───── Passage for review
Signs of cooling US economic growth and fresh inflationary fears pushed major stock indices lower over the past week, with geopolitical tensions also weighing on the market.
The Dow Jones Industrial Average lost 0.53 percent for the week closing at 11,090.67 Friday, while the tech-laden Nasdaq composite declined by a larger 1.93 percent to 2,130.06.
The broad-market Standard and Poor's 500 meanwhile shed 0.37 percent on the week to 1,265.48.
Record oil prices, which pierced the 75-dollar barrier at one stage Friday before receding, also weighed on sentiment and helped stoke inflation concerns.
Wall Street struggled to move higher through the shortened US Independence Day holiday week as it moves into the second quarter earnings season next week.
The Dow is up 3.48 percent for 2006 while the S and P 500 is up 1.38 percent, but the Nasdaq is off 3.41 percent.
Gregory Drahuschak, an analyst at Janney Montgomery Scott, said the market has been in a choppy range in recent sessions, but that the focus may turn to the upcoming earnings season, which will give clues on whether corporate profits are holding up in a slowing economy.
Stocks closed out the week lower after a key US employment report Friday showed American employers created a modest 121,000 new jobs in June.
The report confirmed moderating economic conditions, already hinted at earlier in the week by other economic indicators, and contained hints of inflationary pressure.
A larger-than-expected spike in average hourly earnings, which rose 0.5 percent in June from May, was unlikely to put the Federal Reserve's inflation fears to rest, economists said.
"Although there was a lot of attention on today's employment report, the really important information for the market begins next week when the second quarter earnings report season starts," Drahuschak said.
"Earnings season is always important, but with worries about the state of earnings growth in the third and fourth quarters and concerns about what the Fed will do, the coming earnings report period is likely to be more influential than normal," he said.
Ongoing concerns about Iran's nuclear program and a series of missile tests by North Korea on Wednesday also rattled investors nerves.
Several western nations, including the US, are still trying to reach an accord with Iran to persuade it to stop uranium enrichment, while Washington was backing a potential UN resolution Friday seeking sanctions against Pyongyang.
Lynn Reaser, the chief US economist at Banc of America, said the coming week is "likely to show a moderate pace of economic activity."
"In the week's most important report, look for June's retail sales to run somewhat faster than in May, with recovering auto sales leading the way," Reaser said.
Fresh updates on consumer credit, business inventories, the US trade deficit and a first University of Michigan reading on consumer confidence in July are also due out in the coming week.
Aside from the past week's job report, the Institute for Supply Management's snapshot on June manufacturing fed opinions that the economy is moderating as it reported a drop in its index for June to 53.8 percent from 54.4 percent in May.
Stocks also slumped Friday on weaker outlooks from industrial giant 3M and semiconductor group Advanced Micro Devices.
Both companies warned their second quarter sales are likely to be lower than previously forecast.
The bond market gained marginally. Yields on the 10-year Treasury bond fell to 5.132 percent from 5.138 percent a week earlier while the 30-year bond yield declined to 5.174 percent from 5.186 percent. Bond yields and prices move in opposite directions.
──────────
───── Data records
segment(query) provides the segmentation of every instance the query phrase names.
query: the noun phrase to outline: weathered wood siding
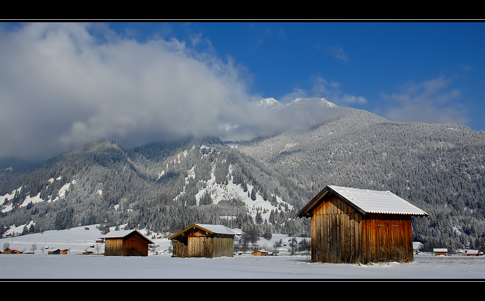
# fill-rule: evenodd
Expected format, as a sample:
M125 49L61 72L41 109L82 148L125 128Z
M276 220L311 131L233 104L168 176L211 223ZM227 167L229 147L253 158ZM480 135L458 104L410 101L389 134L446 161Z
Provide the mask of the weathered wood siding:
──────────
In the weekly stock market report, start at the words "Both companies warned" and end after "in opposite directions.". Write that stretch out again, substituting "slightly" for "marginally".

Both companies warned their second quarter sales are likely to be lower than previously forecast.
The bond market gained slightly. Yields on the 10-year Treasury bond fell to 5.132 percent from 5.138 percent a week earlier while the 30-year bond yield declined to 5.174 percent from 5.186 percent. Bond yields and prices move in opposite directions.